**Quoted passage**
++++++++

Recruitment for the study involved patients from Manchester Royal Eye Hospital clinics and nationwide through Glaucoma UK’s registrant database. Optometrists, ophthalmologists, and other stakeholders engaged in glaucoma services were enlisted through direct contact and optometry educational events. A total of 38 participants, including 14 optometrists, 6 ophthalmologists, 15 patients, and 3 commissioners/other stakeholders, took part in interviews and focus groups.

The emerging themes from the qualitative analysis encompassed enablers and drivers, challenges and barriers, training, laser procedures, professional practice, the role of other health professionals, commissioning, the impact of COVID-19, and patient experience.

The study’s findings underscored the significance of multi-stakeholder involvement, investment in technology and training, inter-professional respect, and adequate time and funding for the establishment and delivery of glaucoma services. Success in developing glaucoma services with optometrists and other health professionals was found to be contingent on these factors. The multi-stakeholder perspective revealed substantial support for optometrists playing a pivotal role in glaucoma services within primary and secondary care. However, caveats were noted, emphasizing the importance of training, appropriate case selection, and defining clinical responsibility.

Reference
Gunn PJG, Read S, Dickinson C, et al. Providing capacity in glaucoma care using trained and accredited optometrists: A qualitative evaluation. Eye (Lond). 2023;doi: 10.1038/s41433-023-02820-5. Epub ahead of print. PMID: 38017099.

++++++++

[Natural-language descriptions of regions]
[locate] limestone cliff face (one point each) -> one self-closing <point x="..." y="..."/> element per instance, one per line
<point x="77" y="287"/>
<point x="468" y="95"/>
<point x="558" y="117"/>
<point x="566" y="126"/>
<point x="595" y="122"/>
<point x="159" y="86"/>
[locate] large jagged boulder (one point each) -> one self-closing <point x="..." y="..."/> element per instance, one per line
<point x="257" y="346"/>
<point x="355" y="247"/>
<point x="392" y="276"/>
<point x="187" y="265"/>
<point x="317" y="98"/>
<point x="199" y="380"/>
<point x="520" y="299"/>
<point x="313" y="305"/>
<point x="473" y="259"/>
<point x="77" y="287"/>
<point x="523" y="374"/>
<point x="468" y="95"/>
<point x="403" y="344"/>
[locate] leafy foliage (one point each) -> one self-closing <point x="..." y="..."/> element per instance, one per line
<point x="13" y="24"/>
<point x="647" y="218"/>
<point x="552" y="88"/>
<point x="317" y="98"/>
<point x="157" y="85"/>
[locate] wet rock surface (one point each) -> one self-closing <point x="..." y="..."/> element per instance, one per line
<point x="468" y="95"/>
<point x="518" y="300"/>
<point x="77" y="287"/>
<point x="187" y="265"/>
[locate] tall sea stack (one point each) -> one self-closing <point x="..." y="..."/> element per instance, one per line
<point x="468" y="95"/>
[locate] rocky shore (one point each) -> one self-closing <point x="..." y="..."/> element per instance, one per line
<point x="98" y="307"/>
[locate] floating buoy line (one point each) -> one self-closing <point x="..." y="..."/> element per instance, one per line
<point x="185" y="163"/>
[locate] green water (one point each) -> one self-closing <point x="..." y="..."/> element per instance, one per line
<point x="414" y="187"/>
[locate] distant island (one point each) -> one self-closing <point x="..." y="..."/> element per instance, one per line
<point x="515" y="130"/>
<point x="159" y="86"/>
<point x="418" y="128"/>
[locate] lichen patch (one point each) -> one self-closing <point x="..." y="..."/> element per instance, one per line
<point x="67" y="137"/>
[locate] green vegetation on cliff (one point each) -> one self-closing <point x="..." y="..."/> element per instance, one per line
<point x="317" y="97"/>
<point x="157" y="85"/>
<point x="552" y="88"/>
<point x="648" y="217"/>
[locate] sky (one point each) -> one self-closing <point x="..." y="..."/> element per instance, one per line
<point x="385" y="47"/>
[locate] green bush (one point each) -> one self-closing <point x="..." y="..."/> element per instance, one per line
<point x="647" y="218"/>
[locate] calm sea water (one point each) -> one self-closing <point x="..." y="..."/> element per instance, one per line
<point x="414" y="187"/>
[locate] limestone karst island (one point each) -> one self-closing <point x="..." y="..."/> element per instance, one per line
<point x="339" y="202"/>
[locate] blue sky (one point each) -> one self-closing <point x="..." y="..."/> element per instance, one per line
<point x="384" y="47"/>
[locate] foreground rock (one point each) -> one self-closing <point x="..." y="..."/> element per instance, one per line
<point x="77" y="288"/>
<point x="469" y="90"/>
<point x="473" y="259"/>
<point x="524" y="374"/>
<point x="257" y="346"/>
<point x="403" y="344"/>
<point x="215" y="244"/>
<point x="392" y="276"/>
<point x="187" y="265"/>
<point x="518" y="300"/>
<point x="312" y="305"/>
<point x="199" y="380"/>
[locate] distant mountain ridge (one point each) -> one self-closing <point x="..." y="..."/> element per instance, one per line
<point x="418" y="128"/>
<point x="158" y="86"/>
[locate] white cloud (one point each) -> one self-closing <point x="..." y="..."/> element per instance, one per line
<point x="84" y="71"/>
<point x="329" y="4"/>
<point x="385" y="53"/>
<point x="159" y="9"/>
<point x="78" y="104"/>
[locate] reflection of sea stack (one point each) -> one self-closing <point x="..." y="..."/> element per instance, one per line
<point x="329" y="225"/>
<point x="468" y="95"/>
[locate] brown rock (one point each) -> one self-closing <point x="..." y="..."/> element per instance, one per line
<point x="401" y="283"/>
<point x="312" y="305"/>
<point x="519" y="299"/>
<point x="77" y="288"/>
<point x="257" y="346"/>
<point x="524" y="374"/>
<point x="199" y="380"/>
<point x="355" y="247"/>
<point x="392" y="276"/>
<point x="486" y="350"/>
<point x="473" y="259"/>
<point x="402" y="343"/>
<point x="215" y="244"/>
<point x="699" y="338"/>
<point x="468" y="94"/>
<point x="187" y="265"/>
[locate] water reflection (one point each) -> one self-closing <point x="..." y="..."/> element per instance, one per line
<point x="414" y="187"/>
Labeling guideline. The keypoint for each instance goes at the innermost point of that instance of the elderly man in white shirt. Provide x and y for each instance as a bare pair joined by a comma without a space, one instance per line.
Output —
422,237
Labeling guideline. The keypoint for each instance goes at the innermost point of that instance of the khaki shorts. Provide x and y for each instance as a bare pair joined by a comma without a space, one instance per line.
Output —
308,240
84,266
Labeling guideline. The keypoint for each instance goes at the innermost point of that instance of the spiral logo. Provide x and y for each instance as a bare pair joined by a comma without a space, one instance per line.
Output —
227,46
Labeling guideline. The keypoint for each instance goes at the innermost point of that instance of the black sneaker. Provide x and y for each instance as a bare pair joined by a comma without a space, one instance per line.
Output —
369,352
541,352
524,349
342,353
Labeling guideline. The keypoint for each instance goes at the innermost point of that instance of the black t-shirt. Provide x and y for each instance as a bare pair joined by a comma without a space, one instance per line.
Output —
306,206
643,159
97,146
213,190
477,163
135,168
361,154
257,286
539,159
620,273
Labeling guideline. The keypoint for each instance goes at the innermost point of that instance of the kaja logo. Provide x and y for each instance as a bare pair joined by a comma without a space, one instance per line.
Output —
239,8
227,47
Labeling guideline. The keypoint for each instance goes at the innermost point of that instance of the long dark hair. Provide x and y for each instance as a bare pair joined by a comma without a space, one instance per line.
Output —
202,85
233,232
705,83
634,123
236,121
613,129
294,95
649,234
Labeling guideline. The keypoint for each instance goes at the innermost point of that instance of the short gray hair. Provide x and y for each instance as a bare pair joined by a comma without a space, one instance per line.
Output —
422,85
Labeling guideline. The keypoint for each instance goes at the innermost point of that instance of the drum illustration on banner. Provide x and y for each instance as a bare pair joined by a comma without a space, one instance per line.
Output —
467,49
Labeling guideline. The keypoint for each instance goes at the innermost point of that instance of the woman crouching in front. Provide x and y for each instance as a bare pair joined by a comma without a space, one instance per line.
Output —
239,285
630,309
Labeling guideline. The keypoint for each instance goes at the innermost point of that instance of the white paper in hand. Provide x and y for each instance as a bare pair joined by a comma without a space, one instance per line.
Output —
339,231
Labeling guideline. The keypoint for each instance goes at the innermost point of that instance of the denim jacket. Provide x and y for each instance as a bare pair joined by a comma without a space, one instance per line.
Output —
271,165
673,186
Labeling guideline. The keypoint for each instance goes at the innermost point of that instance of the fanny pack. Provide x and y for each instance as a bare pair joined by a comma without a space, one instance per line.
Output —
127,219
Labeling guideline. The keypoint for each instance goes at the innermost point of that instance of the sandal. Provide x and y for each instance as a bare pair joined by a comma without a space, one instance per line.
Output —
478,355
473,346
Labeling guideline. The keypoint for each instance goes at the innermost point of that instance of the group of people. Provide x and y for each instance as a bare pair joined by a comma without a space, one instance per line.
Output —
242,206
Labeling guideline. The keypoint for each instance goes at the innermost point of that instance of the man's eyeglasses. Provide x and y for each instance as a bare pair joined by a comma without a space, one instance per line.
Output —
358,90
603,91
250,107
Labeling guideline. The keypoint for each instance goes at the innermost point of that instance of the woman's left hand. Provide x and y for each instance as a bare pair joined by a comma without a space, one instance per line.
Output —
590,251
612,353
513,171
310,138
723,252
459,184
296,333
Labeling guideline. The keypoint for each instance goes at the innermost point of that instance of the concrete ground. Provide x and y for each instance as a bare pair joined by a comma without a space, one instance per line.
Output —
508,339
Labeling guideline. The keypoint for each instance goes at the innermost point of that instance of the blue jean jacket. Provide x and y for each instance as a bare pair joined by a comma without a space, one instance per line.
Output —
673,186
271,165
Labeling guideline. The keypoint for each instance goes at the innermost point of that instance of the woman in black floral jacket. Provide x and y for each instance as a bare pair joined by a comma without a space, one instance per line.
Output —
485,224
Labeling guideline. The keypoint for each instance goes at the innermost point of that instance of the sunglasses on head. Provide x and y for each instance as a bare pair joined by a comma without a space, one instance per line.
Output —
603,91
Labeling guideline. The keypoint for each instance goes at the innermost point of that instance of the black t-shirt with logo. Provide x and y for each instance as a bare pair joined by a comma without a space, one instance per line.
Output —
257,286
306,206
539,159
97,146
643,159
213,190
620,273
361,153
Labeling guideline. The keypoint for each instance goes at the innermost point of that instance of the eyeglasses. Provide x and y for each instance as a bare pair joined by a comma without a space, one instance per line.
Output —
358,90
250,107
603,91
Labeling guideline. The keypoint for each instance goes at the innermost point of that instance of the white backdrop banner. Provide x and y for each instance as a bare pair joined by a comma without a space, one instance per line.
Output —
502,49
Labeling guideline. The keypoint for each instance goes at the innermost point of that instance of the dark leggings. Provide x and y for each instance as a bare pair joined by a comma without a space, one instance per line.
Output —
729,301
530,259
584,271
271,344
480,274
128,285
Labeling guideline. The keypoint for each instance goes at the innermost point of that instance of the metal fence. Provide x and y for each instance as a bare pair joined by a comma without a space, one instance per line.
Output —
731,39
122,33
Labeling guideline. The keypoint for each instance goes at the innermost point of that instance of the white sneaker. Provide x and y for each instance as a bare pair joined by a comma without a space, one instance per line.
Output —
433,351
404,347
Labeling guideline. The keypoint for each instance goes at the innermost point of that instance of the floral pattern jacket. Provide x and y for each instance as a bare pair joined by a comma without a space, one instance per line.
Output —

++++++++

**What you need to do**
In the glaucoma study summary, copy the part that opens with the words containing "Recruitment for the" and closes with "and focus groups.", switching "interviews" to "surveys".

**Reply**
Recruitment for the study involved patients from Manchester Royal Eye Hospital clinics and nationwide through Glaucoma UK’s registrant database. Optometrists, ophthalmologists, and other stakeholders engaged in glaucoma services were enlisted through direct contact and optometry educational events. A total of 38 participants, including 14 optometrists, 6 ophthalmologists, 15 patients, and 3 commissioners/other stakeholders, took part in surveys and focus groups.